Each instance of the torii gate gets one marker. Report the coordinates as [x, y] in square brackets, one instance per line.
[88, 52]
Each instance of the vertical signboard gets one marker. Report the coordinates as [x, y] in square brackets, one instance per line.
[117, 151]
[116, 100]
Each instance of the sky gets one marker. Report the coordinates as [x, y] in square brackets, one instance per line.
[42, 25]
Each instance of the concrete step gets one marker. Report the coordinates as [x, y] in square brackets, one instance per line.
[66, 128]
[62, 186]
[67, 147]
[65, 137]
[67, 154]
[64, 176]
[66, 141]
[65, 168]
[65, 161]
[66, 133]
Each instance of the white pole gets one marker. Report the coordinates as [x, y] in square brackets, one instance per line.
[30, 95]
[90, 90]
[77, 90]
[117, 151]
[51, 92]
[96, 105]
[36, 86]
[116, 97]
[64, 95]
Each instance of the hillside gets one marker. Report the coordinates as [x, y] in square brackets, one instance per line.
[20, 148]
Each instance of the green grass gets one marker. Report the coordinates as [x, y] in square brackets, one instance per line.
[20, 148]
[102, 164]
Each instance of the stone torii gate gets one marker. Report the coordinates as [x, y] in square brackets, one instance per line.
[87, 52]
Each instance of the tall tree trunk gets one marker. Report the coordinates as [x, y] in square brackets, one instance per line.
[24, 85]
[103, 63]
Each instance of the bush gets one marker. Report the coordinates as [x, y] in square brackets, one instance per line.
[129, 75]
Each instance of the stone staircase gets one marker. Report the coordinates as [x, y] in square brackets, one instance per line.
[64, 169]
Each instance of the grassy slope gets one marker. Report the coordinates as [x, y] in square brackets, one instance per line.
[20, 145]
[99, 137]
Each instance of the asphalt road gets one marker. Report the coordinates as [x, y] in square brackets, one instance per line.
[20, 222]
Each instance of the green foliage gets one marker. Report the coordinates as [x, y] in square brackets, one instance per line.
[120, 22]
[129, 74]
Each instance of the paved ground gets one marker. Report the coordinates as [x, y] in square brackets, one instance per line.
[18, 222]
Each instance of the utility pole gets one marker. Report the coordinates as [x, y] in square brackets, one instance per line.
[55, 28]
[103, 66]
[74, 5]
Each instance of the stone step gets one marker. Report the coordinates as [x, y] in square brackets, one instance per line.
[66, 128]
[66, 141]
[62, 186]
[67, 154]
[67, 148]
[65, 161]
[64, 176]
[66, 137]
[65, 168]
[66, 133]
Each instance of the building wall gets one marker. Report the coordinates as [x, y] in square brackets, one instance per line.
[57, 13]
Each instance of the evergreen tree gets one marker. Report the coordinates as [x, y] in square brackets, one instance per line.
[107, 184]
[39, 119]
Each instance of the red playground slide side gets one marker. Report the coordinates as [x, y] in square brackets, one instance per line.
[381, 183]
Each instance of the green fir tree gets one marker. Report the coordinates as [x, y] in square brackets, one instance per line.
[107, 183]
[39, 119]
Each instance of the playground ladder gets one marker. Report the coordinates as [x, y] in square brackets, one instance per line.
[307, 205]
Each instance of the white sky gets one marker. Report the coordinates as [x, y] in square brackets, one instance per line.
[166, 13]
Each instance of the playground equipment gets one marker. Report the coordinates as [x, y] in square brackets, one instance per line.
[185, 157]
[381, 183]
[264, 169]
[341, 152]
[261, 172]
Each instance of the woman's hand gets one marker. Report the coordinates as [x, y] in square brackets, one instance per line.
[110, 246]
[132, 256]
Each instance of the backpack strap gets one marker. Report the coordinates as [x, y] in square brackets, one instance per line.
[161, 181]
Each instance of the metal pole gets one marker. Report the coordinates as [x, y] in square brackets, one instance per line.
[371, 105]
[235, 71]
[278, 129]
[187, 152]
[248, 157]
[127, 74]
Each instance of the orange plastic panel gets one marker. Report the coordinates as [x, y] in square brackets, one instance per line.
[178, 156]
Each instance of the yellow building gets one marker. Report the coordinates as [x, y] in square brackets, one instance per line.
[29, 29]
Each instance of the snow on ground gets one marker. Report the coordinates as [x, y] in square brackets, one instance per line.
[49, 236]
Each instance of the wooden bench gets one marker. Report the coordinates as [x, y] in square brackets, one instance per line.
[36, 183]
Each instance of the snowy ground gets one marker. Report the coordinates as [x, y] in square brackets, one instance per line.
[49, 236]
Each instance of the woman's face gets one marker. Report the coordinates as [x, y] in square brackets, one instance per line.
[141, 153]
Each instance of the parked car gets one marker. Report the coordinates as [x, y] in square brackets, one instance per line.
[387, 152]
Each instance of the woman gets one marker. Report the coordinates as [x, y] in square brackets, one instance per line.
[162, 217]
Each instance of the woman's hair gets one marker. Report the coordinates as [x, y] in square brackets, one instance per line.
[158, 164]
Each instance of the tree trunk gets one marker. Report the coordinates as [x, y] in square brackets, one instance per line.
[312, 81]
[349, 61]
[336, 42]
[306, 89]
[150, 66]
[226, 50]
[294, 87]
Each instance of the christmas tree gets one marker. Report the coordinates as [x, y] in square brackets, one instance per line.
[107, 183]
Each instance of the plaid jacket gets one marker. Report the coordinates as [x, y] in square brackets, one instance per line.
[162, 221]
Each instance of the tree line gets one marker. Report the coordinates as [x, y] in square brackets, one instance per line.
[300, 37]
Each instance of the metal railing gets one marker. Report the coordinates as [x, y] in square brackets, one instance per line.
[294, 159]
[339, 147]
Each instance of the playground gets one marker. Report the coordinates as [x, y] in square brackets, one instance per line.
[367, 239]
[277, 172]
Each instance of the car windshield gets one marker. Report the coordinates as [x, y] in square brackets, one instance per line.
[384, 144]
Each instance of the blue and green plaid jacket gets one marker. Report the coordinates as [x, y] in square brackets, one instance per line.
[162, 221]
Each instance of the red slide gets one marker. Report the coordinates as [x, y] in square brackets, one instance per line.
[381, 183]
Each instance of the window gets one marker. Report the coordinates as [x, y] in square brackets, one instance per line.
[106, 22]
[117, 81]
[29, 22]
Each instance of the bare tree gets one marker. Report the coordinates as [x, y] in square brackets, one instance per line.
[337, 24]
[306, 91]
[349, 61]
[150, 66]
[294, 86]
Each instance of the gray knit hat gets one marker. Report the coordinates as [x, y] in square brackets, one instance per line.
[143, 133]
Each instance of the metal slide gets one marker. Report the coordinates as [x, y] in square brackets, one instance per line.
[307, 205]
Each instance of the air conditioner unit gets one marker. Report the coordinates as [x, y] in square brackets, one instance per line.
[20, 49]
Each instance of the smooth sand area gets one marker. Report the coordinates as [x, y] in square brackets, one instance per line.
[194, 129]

+++

— Task brief —
All of the data needs to be printed once more, exactly.

— Complete answer —
Each instance of the torii gate gets one marker. Report the coordinates as [x, y] in square brackets, one instance per line.
[88, 52]
Each instance of the vertical signboard gets one marker. Report the coordinates as [x, y] in square brackets, one instance per line.
[117, 151]
[116, 100]
Each instance of the sky gets one marker. Report the coordinates as [x, y] in square brackets, one instance per line.
[42, 25]
Each instance of the concrete step gets one marker. Report the coordinates as [x, y] in square brackets, one instance per line.
[66, 128]
[62, 186]
[67, 147]
[65, 137]
[67, 154]
[64, 176]
[66, 141]
[65, 168]
[65, 161]
[66, 133]
Each instance of the white pole gets one marker. Report the coordinates as [x, y] in square brackets, one instance per line.
[30, 95]
[90, 90]
[77, 90]
[117, 151]
[51, 92]
[96, 105]
[36, 86]
[116, 97]
[64, 95]
Each instance of the hillside gets one marker. Report the coordinates as [x, y] in square brackets, one instance per line.
[20, 148]
Each instance of the green grass gets one marker. Report the coordinates as [x, y] in square brackets, one instance per line.
[20, 148]
[102, 164]
Each instance of the stone torii gate gets one marker. Report the coordinates as [x, y] in square brackets, one instance per line.
[87, 52]
Each instance of the tall tree trunk gets one marker. Report the coordinates as [x, y] in square brackets, one instance per line.
[24, 85]
[103, 63]
Each instance of the bush gets one marker. Report the coordinates as [x, y] in square brackets, one instance per line.
[129, 75]
Each instance of the stone staircase gets one marker. Report the coordinates as [x, y] in square brackets, one instance per line.
[64, 169]
Each instance of the grassy slope gets one marker. Report the coordinates as [x, y] in square brackets, one instance per line.
[20, 145]
[99, 137]
Each instance of the asphalt road gets one marker. Report the coordinates as [x, y] in square brackets, one instance per line.
[20, 222]
Each instance of the green foliage gets one marker. Report the coordinates as [x, y] in square brackets, one instance per line.
[120, 22]
[129, 74]
Each instance of the paved ground gets one marker. Report the coordinates as [x, y] in square brackets, one instance per line.
[18, 222]
Each instance of the utility pole gets one marker. Report the coordinates as [x, y] in square brackets, one instance per line.
[55, 28]
[103, 66]
[74, 5]
Each instance of the stone step gets one marker. Report the coordinates as [x, y] in square brackets, one instance per line.
[66, 128]
[66, 141]
[62, 186]
[67, 154]
[67, 148]
[65, 161]
[64, 176]
[66, 137]
[65, 168]
[66, 133]
Each instance of the building wall gets one marker. Report the coordinates as [x, y] in square brackets, one instance per line.
[57, 13]
Each instance of the evergreen tree gets one marker. Report the coordinates as [x, y] in square brackets, one instance per line.
[107, 184]
[39, 119]
Each instance of the red playground slide side gets one marker. Report the coordinates as [x, y] in square brackets, one instance per line.
[381, 183]
Each instance of the green fir tree gets one marker. Report the coordinates as [x, y] in square brackets, one instance per line.
[107, 183]
[39, 119]
Each instance of the playground ladder gets one marker. Report the coordinates as [x, y] in square brackets, one instance per line.
[307, 205]
Each instance of the white sky gets one marker. Report the coordinates as [x, y] in square brackets, one instance per line.
[166, 13]
Each instance of the playground equipment gets one marker. Report the coordinates as [x, y] in square brackets, one instance per line.
[185, 157]
[381, 183]
[264, 169]
[341, 152]
[261, 172]
Each instance of the woman's hand gets one marker. Report the coordinates as [x, y] in square brackets, one instance per line.
[110, 246]
[132, 256]
Each instance of the backpack strap gets one marker. Report the coordinates as [x, y] in square brackets, one instance per line.
[161, 181]
Each instance of the metal pole gets one marker. Report the coordinates as [x, y] in square brackets, one instance per line.
[371, 105]
[235, 71]
[278, 129]
[187, 152]
[248, 157]
[127, 74]
Each instance of the orange plastic panel gets one marker. Report the coordinates as [x, y] in square brackets, one instance per line.
[178, 156]
Each instance of the yellow building gets one marker. Report the coordinates as [x, y] in square brackets, one instance per line.
[29, 29]
Each instance of the snow on ground gets one marker. Report the coordinates as [x, y] in square brackets, one instance per line.
[49, 236]
Each instance of the wooden bench gets one marker. Report the coordinates as [x, y] in square brackets, one instance per line.
[36, 183]
Each instance of the snowy ground gets one marker. Report the coordinates as [x, y] in square brackets, one instance per line.
[49, 236]
Each instance of the woman's face gets one marker. Report the coordinates as [x, y] in square brackets, one instance per line.
[141, 153]
Each instance of the parked car gets one marker. Report the coordinates as [x, y] in square brackets, one instance per line.
[387, 152]
Each instance of the woman gets one marker. Report the coordinates as [x, y] in square brackets, one instance per line.
[162, 217]
Each instance of the woman's hair gets one marker. Report the coordinates as [x, y] in square brackets, one instance per line.
[158, 164]
Each instance of the tree trunk gets one marker. Report the coordinates as [x, y] in square brackets, one instance per line.
[312, 81]
[349, 61]
[336, 42]
[306, 89]
[150, 66]
[226, 50]
[294, 87]
Each instance of the christmas tree gets one marker. Report the coordinates as [x, y] in square brackets, one instance per line.
[107, 183]
Each instance of the plaid jacket gets one marker. Report the coordinates as [x, y] in square brackets, one instance per line.
[162, 221]
Each instance of the tree line gets one marker. Report the coordinates as [x, y] in square brackets, one instance per line.
[300, 37]
Each instance of the metal railing gets one marker. Report the coordinates as [x, y] in square brackets, one instance per line.
[294, 159]
[339, 147]
Each instance of the playground gets one marker. Report the coordinates as [x, y] in square brackets, one instance per line.
[367, 239]
[277, 172]
Each instance of the car windshield gets one marker. Report the coordinates as [x, y] in square brackets, one instance per line.
[384, 144]
Each instance of the blue and green plaid jacket gets one marker. Report the coordinates as [x, y] in square brackets, one instance per line.
[162, 221]
Each instance of the red slide gets one marker. Report the coordinates as [x, y] in square brackets, one instance per line.
[381, 183]
Each instance of the window gets one marker. Report the coordinates as [x, y] in square brackets, one instance per line.
[106, 22]
[117, 81]
[29, 22]
Each instance of the bare tree gets one marker. Report the coordinates as [x, y] in square brackets, one instance per line.
[337, 24]
[306, 91]
[349, 61]
[150, 66]
[294, 86]
Each instance of the gray knit hat gets one marker. Report the coordinates as [x, y] in square brackets, one instance per line.
[143, 133]
Each instance of the metal slide gets one marker. Report the coordinates as [x, y] in square brackets, one instance per line.
[307, 205]
Each instance of the air conditioner unit gets one marker. Report the coordinates as [x, y] in square brackets, one instance per line.
[20, 49]
Each instance of the smooth sand area gets one marker. Report the coordinates as [x, y] in square brackets, one instance per line.
[194, 129]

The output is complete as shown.